TEXT SECTION:

------------------------------------

#### Update to last week!

We used classic command line tools for working with text (because text was what early computers worked with). These are installed on everyone's laptop. 

However the command line doesn't just work on text. A couple of examples:

- `ffmpeg` edit video and audio
- `youtube-dlp` download video from websites (not just YouTube)
- `curl` download from the web and query APIs
- `wget` similar to `curl` but more designed to capture websites (eg also get the pages a page links to)
- `jq` (OK this does work with text but often text from APIs)
- hashing tools - check if a file is the same (works with images)

And you can run programming languages on the command line too!

#### Relational databases

Let's imagine we want to create a public library. Our first thought is to do the library catalogue in Excel. We can just list all the books and the location they're in. The first book we buy is *Nietzsche and Music* by Georges Li&eacute;bert.

|Title|Author|Publisher|Location|
|----|----|----|----|
|Nietsche and Music|George Li&eacute;bert|University of Chicago Press|Philosophy, N.|





But maybe we should buy two copies and put one in the Music section:

|Title|Author|Publisher|Location|
|----|----|----|----|
|Nietsche and Music|George Li&eacute;bert|University of Chicago Press|Philosophy, N.|
|Nietsche and Music|George Li&eacute;bert|University of Chicago Press|Music, Composers|





Wait, there's a typo in the title, which needs correcting twice.

And a typo in the author field, which also needs correcting twice.

This violates the *DRY* principle of computing: Don't Repeat Yourself.

Really we just want the author once, the book title once and the publisher once. We can do this with a relational database.

Let's imagine first that we have two tables: a `book` table and a `location` table.

------------------------------------

PARTS OF THE EXERCISE:
A. Return the passage of the lesson notes from "#### Update to" up to and including "(not just YouTube)", word for word.
B. In the lesson notes, which principle of computing is violated by storing the book's title and author twice?

------------------------------------

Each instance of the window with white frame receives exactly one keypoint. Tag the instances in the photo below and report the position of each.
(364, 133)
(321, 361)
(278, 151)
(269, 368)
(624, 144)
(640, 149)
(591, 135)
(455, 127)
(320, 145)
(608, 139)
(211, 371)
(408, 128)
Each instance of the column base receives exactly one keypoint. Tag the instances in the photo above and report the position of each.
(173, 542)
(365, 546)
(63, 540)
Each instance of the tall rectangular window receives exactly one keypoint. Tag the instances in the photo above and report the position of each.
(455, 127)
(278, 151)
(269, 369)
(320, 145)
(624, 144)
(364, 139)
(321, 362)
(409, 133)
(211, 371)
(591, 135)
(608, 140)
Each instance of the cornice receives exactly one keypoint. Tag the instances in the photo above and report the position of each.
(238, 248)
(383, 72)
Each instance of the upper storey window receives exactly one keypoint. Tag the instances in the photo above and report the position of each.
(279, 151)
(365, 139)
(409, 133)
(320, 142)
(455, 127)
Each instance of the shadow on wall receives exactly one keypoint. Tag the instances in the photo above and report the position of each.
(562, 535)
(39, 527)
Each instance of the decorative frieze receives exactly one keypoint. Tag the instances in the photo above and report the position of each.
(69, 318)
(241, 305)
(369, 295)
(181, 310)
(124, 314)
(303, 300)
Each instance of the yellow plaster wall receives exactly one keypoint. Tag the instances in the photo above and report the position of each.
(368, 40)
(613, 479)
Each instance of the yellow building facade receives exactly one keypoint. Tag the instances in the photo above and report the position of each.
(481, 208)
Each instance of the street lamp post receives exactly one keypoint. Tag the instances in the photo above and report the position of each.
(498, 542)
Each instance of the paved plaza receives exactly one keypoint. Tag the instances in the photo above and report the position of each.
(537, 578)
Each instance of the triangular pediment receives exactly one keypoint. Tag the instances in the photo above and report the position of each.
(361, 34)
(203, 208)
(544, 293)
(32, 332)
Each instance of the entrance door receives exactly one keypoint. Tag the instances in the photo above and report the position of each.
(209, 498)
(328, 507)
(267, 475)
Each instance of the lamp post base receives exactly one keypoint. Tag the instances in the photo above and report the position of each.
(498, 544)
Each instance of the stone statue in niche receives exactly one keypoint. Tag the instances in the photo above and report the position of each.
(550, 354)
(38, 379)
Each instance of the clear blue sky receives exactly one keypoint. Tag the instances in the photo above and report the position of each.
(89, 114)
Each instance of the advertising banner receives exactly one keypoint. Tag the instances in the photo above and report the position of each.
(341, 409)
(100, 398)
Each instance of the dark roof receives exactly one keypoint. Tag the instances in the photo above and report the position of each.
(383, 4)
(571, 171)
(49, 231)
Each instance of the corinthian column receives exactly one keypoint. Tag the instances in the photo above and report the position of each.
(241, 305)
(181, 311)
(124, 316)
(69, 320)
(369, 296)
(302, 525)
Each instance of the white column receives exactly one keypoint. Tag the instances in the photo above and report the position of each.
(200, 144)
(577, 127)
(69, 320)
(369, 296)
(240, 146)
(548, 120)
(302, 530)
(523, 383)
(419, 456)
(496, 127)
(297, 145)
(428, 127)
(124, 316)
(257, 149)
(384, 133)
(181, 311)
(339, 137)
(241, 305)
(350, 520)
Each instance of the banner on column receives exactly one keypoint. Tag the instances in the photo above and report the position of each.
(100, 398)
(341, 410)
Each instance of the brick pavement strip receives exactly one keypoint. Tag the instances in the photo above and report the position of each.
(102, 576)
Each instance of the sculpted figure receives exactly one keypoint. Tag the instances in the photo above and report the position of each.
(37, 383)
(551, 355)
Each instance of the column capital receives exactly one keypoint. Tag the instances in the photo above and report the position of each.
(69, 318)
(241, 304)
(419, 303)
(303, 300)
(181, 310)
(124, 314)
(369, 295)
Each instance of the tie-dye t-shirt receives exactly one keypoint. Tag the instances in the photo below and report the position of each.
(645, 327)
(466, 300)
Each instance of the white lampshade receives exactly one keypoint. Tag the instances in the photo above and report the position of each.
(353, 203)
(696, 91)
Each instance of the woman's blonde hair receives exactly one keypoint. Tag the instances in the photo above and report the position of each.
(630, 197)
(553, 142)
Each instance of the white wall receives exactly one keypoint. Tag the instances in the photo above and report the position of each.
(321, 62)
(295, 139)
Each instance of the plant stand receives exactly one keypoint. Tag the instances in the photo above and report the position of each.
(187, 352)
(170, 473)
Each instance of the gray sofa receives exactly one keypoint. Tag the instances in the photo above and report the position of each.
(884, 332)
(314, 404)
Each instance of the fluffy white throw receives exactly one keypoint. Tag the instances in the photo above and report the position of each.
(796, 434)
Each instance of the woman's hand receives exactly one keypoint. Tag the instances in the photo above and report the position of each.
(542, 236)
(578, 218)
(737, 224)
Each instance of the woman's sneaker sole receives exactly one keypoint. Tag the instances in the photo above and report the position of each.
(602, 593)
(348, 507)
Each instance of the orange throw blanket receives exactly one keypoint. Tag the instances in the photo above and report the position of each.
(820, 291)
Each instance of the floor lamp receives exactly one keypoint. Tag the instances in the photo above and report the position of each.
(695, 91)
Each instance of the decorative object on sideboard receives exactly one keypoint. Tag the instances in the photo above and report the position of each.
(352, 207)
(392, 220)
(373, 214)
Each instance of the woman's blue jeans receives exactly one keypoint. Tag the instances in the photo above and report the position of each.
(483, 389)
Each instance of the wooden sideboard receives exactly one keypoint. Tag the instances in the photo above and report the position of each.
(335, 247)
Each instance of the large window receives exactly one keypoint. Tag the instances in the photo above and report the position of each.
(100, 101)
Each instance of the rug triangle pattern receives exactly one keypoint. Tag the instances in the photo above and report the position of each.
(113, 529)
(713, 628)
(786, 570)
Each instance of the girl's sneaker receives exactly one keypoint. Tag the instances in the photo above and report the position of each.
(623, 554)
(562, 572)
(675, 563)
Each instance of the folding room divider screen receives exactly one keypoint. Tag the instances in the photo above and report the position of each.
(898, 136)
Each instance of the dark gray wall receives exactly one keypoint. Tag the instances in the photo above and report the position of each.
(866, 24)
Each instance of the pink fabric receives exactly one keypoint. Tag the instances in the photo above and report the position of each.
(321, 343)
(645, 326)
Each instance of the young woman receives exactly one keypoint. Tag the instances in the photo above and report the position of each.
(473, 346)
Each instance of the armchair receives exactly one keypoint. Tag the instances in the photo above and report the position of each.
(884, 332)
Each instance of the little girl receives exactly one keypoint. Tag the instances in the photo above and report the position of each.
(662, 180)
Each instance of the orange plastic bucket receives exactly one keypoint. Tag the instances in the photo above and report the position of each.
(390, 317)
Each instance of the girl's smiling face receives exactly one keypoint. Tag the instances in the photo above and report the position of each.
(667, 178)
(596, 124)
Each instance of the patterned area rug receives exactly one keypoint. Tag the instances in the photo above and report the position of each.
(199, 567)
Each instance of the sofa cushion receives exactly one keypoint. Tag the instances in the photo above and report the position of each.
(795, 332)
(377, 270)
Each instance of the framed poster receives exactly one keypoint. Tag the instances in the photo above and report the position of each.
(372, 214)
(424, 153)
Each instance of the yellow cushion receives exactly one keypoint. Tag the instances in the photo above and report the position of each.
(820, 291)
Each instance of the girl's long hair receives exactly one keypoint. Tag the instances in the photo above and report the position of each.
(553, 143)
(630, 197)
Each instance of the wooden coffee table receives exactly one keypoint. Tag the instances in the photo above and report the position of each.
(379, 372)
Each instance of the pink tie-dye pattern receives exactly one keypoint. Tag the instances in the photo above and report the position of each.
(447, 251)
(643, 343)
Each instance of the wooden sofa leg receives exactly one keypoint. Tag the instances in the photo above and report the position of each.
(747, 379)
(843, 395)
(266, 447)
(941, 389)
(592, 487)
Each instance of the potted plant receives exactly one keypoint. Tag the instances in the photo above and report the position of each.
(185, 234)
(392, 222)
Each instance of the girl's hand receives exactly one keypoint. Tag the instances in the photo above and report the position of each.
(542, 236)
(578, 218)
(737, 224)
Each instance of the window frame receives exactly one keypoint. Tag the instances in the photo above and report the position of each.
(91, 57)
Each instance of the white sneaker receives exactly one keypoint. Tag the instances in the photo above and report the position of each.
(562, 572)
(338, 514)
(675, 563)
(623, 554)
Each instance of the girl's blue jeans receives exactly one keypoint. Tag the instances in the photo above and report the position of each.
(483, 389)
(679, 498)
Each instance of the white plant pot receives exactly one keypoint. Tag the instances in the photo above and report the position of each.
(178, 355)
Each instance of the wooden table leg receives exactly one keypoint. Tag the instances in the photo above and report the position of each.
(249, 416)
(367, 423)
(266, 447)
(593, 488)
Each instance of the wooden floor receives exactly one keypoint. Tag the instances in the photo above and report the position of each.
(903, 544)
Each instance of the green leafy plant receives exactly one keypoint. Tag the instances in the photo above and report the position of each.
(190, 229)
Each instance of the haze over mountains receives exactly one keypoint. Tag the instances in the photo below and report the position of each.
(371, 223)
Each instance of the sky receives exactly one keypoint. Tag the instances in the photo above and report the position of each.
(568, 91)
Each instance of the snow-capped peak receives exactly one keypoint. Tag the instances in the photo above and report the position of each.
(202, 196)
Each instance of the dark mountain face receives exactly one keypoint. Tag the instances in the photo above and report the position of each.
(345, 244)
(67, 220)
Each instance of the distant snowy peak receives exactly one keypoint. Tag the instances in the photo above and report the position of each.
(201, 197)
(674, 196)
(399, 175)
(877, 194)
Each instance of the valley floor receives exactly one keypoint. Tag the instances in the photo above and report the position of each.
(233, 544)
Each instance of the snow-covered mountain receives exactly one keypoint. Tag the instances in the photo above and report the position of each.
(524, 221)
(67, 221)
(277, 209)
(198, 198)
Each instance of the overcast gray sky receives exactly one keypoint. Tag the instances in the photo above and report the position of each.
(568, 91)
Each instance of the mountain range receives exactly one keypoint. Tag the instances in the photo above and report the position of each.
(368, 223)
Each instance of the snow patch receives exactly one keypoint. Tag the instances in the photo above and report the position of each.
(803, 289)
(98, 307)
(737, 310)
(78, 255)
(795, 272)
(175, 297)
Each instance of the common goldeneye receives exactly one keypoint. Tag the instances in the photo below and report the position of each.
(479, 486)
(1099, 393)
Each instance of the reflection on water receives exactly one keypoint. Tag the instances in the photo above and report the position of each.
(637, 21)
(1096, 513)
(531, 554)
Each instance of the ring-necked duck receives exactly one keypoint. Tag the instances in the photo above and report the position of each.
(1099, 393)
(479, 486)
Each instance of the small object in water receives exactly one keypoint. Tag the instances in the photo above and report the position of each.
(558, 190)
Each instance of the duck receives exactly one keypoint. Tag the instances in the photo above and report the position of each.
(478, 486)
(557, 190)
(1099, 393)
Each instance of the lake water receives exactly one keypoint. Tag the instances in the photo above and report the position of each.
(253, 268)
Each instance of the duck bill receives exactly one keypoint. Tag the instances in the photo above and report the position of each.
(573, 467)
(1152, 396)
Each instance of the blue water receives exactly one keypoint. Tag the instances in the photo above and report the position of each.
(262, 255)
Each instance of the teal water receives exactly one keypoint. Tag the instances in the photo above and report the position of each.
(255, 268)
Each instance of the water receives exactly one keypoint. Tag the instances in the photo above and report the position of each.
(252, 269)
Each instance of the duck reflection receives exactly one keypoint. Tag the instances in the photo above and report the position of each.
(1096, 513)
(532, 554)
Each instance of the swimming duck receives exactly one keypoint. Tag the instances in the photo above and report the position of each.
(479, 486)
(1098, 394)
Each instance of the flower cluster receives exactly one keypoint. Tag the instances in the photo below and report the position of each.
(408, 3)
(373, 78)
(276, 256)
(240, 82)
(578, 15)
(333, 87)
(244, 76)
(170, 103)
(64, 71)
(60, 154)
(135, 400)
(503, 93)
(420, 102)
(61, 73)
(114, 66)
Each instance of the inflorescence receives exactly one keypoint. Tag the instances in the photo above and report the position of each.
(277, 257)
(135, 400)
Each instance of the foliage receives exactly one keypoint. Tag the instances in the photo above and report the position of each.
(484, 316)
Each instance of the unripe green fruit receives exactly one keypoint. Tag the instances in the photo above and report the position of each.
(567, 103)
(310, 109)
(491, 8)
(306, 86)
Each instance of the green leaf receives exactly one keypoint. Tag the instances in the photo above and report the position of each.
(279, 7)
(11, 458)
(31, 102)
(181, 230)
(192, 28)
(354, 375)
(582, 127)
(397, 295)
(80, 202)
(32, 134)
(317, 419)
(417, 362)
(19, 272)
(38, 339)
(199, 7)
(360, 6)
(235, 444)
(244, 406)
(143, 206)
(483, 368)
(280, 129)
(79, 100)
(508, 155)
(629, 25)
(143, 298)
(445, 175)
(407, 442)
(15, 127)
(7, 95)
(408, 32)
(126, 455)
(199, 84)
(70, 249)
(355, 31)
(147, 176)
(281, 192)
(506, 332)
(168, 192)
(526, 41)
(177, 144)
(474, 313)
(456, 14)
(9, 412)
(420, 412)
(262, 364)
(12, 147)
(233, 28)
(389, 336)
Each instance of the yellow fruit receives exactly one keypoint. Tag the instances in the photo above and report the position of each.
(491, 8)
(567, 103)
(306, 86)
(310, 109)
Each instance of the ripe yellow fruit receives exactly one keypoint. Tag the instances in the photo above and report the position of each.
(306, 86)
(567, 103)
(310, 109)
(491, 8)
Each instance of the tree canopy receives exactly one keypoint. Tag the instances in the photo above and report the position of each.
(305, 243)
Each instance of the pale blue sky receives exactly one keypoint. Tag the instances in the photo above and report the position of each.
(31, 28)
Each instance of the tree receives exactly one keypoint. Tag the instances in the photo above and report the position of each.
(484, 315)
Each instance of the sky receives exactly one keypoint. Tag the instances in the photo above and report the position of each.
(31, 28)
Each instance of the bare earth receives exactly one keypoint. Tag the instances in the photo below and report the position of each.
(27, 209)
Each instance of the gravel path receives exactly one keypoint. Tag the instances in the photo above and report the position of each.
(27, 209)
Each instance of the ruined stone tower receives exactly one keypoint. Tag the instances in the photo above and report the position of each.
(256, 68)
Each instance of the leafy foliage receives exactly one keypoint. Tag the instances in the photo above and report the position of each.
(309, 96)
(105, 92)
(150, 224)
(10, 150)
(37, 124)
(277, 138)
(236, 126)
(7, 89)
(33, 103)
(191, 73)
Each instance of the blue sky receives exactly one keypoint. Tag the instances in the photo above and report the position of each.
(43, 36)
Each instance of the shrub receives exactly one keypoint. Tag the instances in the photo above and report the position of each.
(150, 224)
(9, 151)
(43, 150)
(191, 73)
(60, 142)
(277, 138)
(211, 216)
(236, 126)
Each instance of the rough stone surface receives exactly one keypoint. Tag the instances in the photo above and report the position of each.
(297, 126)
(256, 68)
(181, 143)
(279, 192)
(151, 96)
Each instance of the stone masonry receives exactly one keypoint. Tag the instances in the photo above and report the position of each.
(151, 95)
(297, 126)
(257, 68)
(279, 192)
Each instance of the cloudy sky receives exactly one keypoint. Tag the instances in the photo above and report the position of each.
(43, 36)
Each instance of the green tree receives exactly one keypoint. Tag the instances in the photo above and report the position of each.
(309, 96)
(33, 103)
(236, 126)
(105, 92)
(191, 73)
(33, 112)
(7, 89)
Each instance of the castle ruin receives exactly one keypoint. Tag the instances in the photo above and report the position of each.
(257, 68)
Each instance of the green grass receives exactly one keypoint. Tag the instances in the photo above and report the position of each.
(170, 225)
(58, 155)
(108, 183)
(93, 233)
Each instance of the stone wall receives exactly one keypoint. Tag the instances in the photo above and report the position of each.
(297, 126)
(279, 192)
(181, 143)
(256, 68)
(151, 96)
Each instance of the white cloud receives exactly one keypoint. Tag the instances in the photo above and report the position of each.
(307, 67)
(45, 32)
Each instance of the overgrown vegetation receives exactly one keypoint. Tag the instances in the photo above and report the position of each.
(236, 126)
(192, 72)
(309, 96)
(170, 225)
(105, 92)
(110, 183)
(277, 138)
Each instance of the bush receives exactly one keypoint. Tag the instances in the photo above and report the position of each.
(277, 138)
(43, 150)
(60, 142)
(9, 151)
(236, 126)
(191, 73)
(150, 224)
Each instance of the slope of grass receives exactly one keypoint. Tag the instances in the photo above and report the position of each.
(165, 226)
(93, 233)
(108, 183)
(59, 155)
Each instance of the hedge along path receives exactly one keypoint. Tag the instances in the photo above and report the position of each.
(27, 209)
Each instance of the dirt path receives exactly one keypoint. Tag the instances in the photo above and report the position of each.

------------------------------------

ANSWERS GIVEN:
A.
#### Update to last week!

We used classic command line tools for working with text (because text was what early computers worked with). These are installed on everyone's laptop. 

However the command line doesn't just work on text. A couple of examples:

- `ffmpeg` edit video and audio
- `youtube-dlp` download video from websites (not just YouTube)

B. The DRY principle: Don't Repeat Yourself.